-- Start Entries supplied --
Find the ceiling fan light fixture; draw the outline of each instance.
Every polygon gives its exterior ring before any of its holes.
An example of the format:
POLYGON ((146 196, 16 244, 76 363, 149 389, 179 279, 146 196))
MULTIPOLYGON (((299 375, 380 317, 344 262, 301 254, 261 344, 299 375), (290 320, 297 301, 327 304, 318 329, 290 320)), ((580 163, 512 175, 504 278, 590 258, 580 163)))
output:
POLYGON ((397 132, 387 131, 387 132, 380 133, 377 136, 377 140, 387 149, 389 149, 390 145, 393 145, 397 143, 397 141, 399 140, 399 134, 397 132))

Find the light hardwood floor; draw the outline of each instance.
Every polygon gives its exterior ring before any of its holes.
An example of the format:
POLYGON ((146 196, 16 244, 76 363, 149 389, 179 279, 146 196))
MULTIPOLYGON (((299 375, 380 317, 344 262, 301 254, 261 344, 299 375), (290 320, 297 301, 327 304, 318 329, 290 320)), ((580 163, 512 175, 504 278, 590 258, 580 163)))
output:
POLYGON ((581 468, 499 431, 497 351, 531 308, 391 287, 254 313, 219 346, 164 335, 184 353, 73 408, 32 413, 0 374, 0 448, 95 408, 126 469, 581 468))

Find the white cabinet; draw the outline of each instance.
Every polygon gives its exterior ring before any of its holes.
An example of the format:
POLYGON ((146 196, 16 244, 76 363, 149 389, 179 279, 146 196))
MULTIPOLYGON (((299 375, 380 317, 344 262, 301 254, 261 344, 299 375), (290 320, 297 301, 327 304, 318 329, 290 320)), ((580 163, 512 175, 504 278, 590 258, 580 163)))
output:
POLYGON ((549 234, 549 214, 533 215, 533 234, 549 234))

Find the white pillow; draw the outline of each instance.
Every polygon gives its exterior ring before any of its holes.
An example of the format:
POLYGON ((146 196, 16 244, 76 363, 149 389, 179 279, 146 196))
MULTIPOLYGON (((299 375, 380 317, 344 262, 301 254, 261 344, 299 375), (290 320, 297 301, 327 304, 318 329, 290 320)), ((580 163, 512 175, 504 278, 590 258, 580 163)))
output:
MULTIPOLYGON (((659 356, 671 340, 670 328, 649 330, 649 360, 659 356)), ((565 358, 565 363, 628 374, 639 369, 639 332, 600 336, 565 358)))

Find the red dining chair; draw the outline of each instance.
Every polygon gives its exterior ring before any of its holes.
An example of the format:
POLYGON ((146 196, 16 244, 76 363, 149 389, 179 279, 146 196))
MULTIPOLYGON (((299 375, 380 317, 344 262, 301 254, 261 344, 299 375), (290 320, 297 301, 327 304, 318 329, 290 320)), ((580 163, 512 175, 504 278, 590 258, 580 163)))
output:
-- End Entries supplied --
**Problem to solve**
Turn the whole listing above into a JSON list of strings, with one string for each line and no blank lines.

**Solution to the exercise**
[
  "Find the ceiling fan light fixture; draw the outline of each instance.",
  "Every polygon gives its exterior ring before any of its holes.",
  "An example of the format:",
  "POLYGON ((146 196, 16 244, 76 363, 149 389, 179 279, 146 196))",
  "MULTIPOLYGON (((299 375, 380 317, 344 262, 301 254, 261 344, 299 375), (290 320, 297 301, 327 304, 318 329, 290 320)), ((580 163, 512 175, 504 278, 590 258, 580 163)))",
  "output:",
  "POLYGON ((397 132, 387 131, 387 132, 380 133, 377 136, 377 140, 387 149, 389 149, 390 145, 393 145, 397 143, 397 141, 399 140, 399 134, 397 132))",
  "Find the light hardwood floor; draw the outline of each instance.",
  "Every polygon gives its exterior ring before any of its holes.",
  "An example of the format:",
  "POLYGON ((146 196, 16 244, 76 363, 149 389, 179 279, 146 196))",
  "MULTIPOLYGON (((299 375, 380 317, 344 262, 301 254, 261 344, 299 375), (290 320, 297 301, 327 304, 318 329, 290 320)), ((580 163, 512 175, 504 278, 590 258, 580 163)))",
  "output:",
  "POLYGON ((581 468, 499 431, 497 351, 531 308, 391 287, 254 313, 219 346, 164 335, 184 353, 73 408, 32 413, 0 374, 0 448, 95 408, 126 469, 581 468))",
  "Find the white cabinet; draw the outline of each instance.",
  "Every polygon gives its exterior ring before any of its holes.",
  "An example of the format:",
  "POLYGON ((146 196, 16 244, 76 363, 149 389, 179 279, 146 196))",
  "MULTIPOLYGON (((299 375, 380 317, 344 262, 301 254, 261 344, 299 375), (290 320, 297 301, 327 304, 318 329, 290 320)), ((580 163, 512 175, 504 278, 590 258, 580 163)))",
  "output:",
  "POLYGON ((549 234, 549 214, 533 215, 533 234, 549 234))",
  "Find the white pillow; draw the outline of each instance.",
  "Every polygon gives its exterior ring before any of its holes.",
  "An example of the format:",
  "POLYGON ((146 196, 16 244, 76 363, 149 389, 179 279, 146 196))",
  "MULTIPOLYGON (((299 375, 380 317, 344 262, 301 254, 261 344, 299 375), (290 320, 297 301, 327 304, 318 329, 290 320)), ((580 163, 512 175, 504 278, 590 258, 580 163)))",
  "output:",
  "MULTIPOLYGON (((659 356, 671 340, 670 328, 649 330, 649 360, 659 356)), ((565 358, 565 363, 628 374, 639 369, 639 332, 600 336, 565 358)))",
  "Find the red dining chair; draw the outline of each instance.",
  "Every polygon gives its exterior ring before any of its holes.",
  "An example of the format:",
  "POLYGON ((146 196, 16 244, 76 363, 149 389, 179 279, 146 196))",
  "MULTIPOLYGON (((299 375, 380 317, 344 262, 301 254, 261 344, 299 375), (290 320, 297 301, 327 304, 318 329, 290 320)), ((580 163, 512 175, 504 278, 590 258, 580 163)))",
  "output:"
]